* BEGIN Text *

A warrant was issued for Leonard’s arrest. As a police officer was patrolling Sol’s apartment complex in search of Leonard, Sol gave the officer a letter that had been written by Leonard and left in the apartment. Leonard’s letter stated in relevant part, “I am sorry for everything. ... As of right now I am in a lot of trouble and as of now I need you and only you so please get me out. All you got to do is tell them people that you gave them the wrong name.”

Several weeks after the incident, Leonard and Sol rekindled their relationship. They discussed the case several times, and Sol accompanied Leonard when he met with his attorney. At trial, Sol testified that Leonard had not hit her with the metal pipe as alleged in the indictment, and denied telling the police officer and EMTs to the contrary. Leonard also testified that he had not hit Sol with a metal pipe, admitting only that he had slapped her with his hand during the physical altercation.

Leonard contends there was insufficient evidence that he struck Sol with a metal pipe. His argument discounts evidence of Sol’s prior inconsistent statement in which she told police and two EMTs that Leonard struck her with a metal pipe. A prior inconsistent statement of a witness who testifies at trial is admissible as substantive evidence. Andrews v. State, 275 Ga. App. 426, 429 (1) (620 SE2d 629) (2005). Thus, the

jury [was] authorized to believe the victim’s pre-trial statement[ ] rather than her in-court disavowal. In this case, a rational trier of fact could have found that the victim recanted her pre-trial outcry statement [ ] based on her self-described status as [Leonard’s] current [fiancée],... or even out of fear of retaliation from [him].

(Citation and punctuation omitted.) Id. Whether Sol made a prior inconsistent statement and whether to believe such statement were for the jury’s determination. Construing the evidence in the light most favorable to the verdict, any rational trier of fact could have found beyond a reasonable doubt that Leonard struck Sol with a *194 metal pipe and was guilty of aggravated assault. Jackson v. Virginia, 443 U. S. 307 (99 SC 2781, 61 LE2d 560) (1979).

2. Leonard next contends that his trial counsel provided ineffective assistance.

To prevail on a claim of ineffective assistance of counsel, it must be shown both that counsel’s performance was deficient and that but for this deficiency the outcome of the trial would have been different. Strickland v. Washington, 466 U. S. 668 (104 SC 2052, 80 LE2d 674) (1984). Failure to satisfy either prong of the Strickland standard is fatal to an ineffective assistance claim. In addition, a strong presumption exists that trial counsel performed within the wide range of reasonable professional assistance. The trial court’s determination that [Leonard] was afforded effective assistance of counsel will not be reversed on appeal unless it was clearly erroneous.

(Citations omitted.) Turner v. State, 245 Ga. App. 294, 295 (4) (536 SE2d 814) (2000).

* END Text *
* BEGIN Data segment *

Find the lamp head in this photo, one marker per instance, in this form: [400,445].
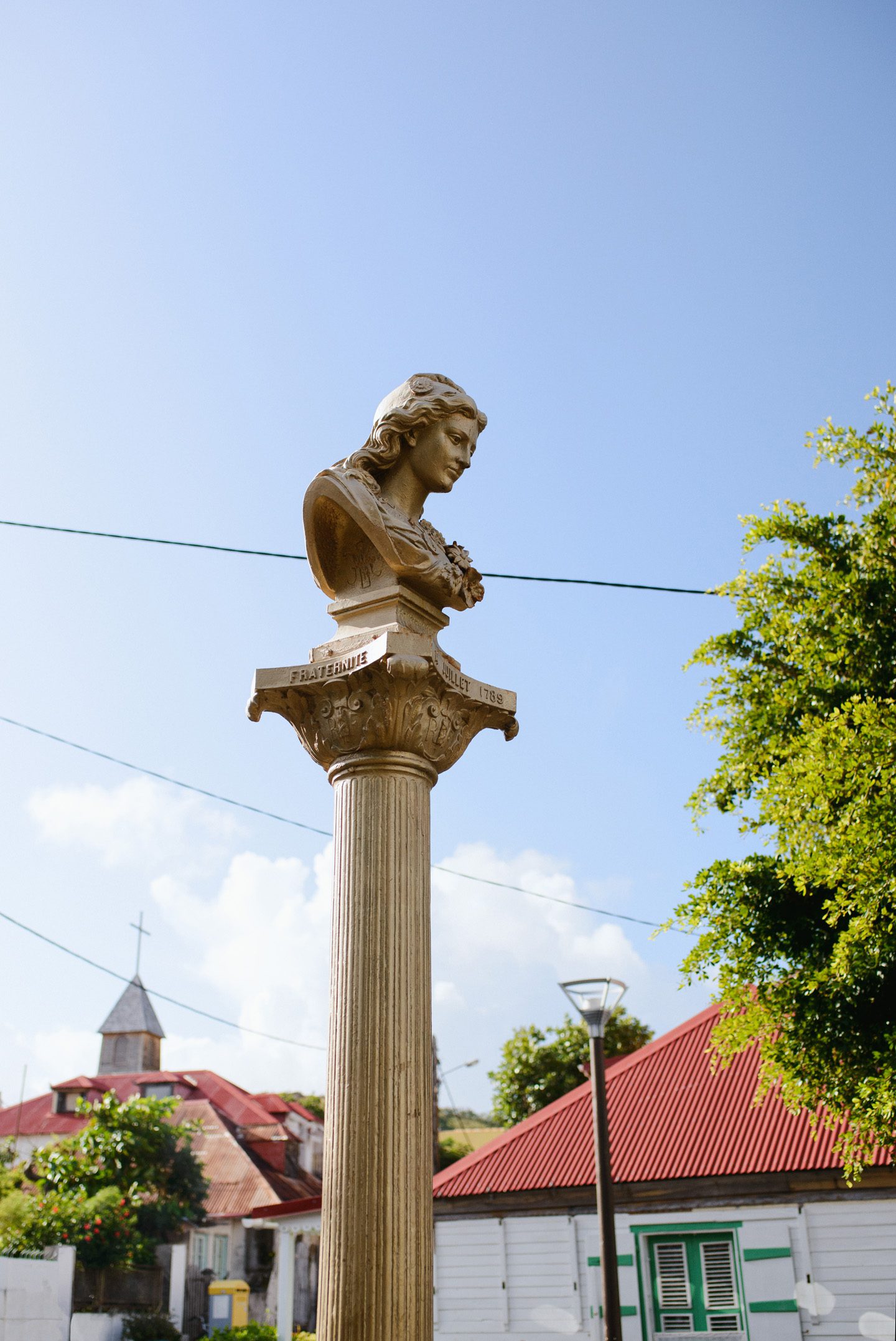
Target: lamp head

* END Data segment *

*Directions*:
a) In the opinion, what two things must be shown to prevail on a claim of ineffective assistance of counsel?
b) Repeat word for word the portion of the opinion from "(Citation and punctuation" up to and including "provided ineffective assistance.".
The material placed after the opinion is separate from it.

*Solved problems*:
a) It must be shown that counsel's performance was deficient and that, but for this deficiency, the outcome of the trial would have been different.

b)
(Citation and punctuation omitted.) Id. Whether Sol made a prior inconsistent statement and whether to believe such statement were for the jury’s determination. Construing the evidence in the light most favorable to the verdict, any rational trier of fact could have found beyond a reasonable doubt that Leonard struck Sol with a *194 metal pipe and was guilty of aggravated assault. Jackson v. Virginia, 443 U. S. 307 (99 SC 2781, 61 LE2d 560) (1979).

2. Leonard next contends that his trial counsel provided ineffective assistance.